Source:
((

# malemolência



## suzzzenn

Hi, 

Does this word have a meaning in Portuguese? It is the title of a song. Sorry I can't give any more context than that..the whole song is in Portuguese. It is by CeU. 

Thanks!
Susan


----------



## cattivabambina

Hi Suasan,
I found a french article about the group "Céu" (probably the one you mean) and they translate "malemolência" with the french "malice", which means "mischievousness".

Laura


----------



## FranParis

A small misspelling. It's Malevolência.

It has a meaning: *Malevolence*


----------



## cattivabambina

Hi FranParis,
malemolência was right, at least it is the correct title of the song. I don't know portuguese, but maybe it's because the group is from Brazil, they might have slightly different spellings for single words. Well, the translation is about the same =)


----------



## FranParis

Don't be "cattiva" with me, D) but I think it's really malevolência :



> O primeiro disco de Céu toma conta do ambiente com um suingue um tanto contido, grooves preguiçosos, agudos sem exageros, graves sussurrados no ouvido. A faixa "Malevolência" talvez seja a mais conhecida por fazer parte da trilha de "Cidade dos Homens", porém ela está longe de resumir o disco.


----------



## cattivabambina

I have found:
"Le premier single «*Malemolencia*» a été inclus dans la bande son de la série TV «Cidade dos Homens» adaptation du film City of Gods, produit par
TV Globo, 4ème réseau TV mondial."

Seems like we could continue to argue about for ever =)

Laura


----------



## suzzzenn

Thank you both! The odd spelling the singer uses explains why I couldn't find it in the dictionary. Maybe it is a slang term or something, but I am sure it was intentional. It is the spelling that is used on the singer's website and CD. I got the impression it was a type of music, but couldn't really follow the Portuguese well enough.


----------



## Vanda

Fran, don't argue with the poor girl: it is malemolência. Although you won't find this word in a dictionary it has acquired a very Brazilian meaning that includes ginga/swing, malice and a special Brazilian way of being!

))

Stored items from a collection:
((

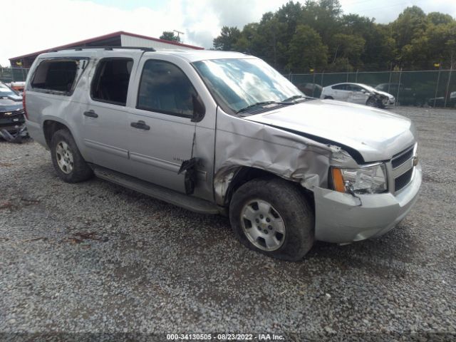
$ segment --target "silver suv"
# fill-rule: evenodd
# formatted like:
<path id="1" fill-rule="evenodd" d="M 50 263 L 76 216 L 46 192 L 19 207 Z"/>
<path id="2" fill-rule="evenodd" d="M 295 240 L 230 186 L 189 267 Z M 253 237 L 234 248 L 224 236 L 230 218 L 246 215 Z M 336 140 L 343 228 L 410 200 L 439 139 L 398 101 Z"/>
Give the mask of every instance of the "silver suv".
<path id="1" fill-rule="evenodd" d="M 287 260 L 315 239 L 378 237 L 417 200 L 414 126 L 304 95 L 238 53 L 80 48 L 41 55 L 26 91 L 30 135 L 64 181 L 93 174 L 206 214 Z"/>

))
((

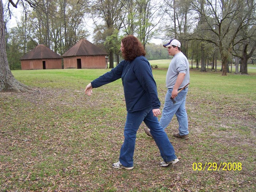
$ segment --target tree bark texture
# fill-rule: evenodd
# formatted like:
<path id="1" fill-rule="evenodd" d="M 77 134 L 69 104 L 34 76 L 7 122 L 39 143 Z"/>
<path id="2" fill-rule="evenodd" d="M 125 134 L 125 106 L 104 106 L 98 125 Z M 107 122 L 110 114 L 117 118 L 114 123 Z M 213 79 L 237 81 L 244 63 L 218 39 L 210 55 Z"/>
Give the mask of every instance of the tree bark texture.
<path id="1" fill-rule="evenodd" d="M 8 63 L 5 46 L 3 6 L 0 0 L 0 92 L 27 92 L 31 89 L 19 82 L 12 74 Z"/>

))

Instructions for the task: In the thread about "malemolência," write out the passage from "Fran, don't argue" up to and including "way of being!", substituting "newcomer" for "poor girl".

Worked solution:
Fran, don't argue with the newcomer: it is malemolência. Although you won't find this word in a dictionary it has acquired a very Brazilian meaning that includes ginga/swing, malice and a special Brazilian way of being!